To do: Print the listing below exactly, leaving nothing out.

Provided records:
───
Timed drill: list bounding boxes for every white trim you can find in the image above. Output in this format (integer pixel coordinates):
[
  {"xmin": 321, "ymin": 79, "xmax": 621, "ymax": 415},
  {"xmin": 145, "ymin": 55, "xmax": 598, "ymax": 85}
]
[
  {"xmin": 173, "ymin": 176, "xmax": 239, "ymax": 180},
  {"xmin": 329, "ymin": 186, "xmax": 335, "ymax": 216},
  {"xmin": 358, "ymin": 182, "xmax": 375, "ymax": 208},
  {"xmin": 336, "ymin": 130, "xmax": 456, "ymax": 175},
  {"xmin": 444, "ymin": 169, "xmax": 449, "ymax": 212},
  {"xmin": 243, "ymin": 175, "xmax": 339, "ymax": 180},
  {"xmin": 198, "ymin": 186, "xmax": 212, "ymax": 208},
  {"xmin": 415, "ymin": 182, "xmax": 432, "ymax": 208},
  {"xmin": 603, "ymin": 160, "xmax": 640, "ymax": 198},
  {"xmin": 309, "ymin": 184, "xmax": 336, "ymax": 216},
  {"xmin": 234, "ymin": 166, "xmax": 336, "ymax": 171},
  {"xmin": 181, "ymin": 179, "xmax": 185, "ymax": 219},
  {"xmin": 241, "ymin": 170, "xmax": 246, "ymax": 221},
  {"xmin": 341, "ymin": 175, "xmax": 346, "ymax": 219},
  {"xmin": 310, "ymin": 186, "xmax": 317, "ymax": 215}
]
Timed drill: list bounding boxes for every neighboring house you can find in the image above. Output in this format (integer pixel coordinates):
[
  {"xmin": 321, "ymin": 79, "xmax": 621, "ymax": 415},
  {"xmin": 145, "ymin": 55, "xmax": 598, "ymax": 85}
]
───
Result of this exercise:
Timed drill: list bounding boxes for every white trim you can find in the image above. Output in this format (integer pixel coordinates):
[
  {"xmin": 321, "ymin": 79, "xmax": 621, "ymax": 415},
  {"xmin": 145, "ymin": 55, "xmax": 598, "ymax": 85}
]
[
  {"xmin": 173, "ymin": 176, "xmax": 239, "ymax": 180},
  {"xmin": 329, "ymin": 186, "xmax": 335, "ymax": 216},
  {"xmin": 358, "ymin": 182, "xmax": 375, "ymax": 208},
  {"xmin": 336, "ymin": 130, "xmax": 456, "ymax": 175},
  {"xmin": 444, "ymin": 169, "xmax": 449, "ymax": 212},
  {"xmin": 243, "ymin": 175, "xmax": 339, "ymax": 180},
  {"xmin": 198, "ymin": 186, "xmax": 212, "ymax": 208},
  {"xmin": 415, "ymin": 182, "xmax": 432, "ymax": 208},
  {"xmin": 603, "ymin": 160, "xmax": 640, "ymax": 198},
  {"xmin": 309, "ymin": 184, "xmax": 336, "ymax": 216},
  {"xmin": 234, "ymin": 166, "xmax": 336, "ymax": 171},
  {"xmin": 181, "ymin": 179, "xmax": 185, "ymax": 219},
  {"xmin": 241, "ymin": 170, "xmax": 246, "ymax": 221},
  {"xmin": 341, "ymin": 175, "xmax": 346, "ymax": 219},
  {"xmin": 310, "ymin": 186, "xmax": 317, "ymax": 215}
]
Timed drill: list bounding boxes for every neighboring house you can find in the image above. Output in this format (integer pixel coordinates):
[
  {"xmin": 321, "ymin": 79, "xmax": 621, "ymax": 415},
  {"xmin": 145, "ymin": 55, "xmax": 598, "ymax": 85}
]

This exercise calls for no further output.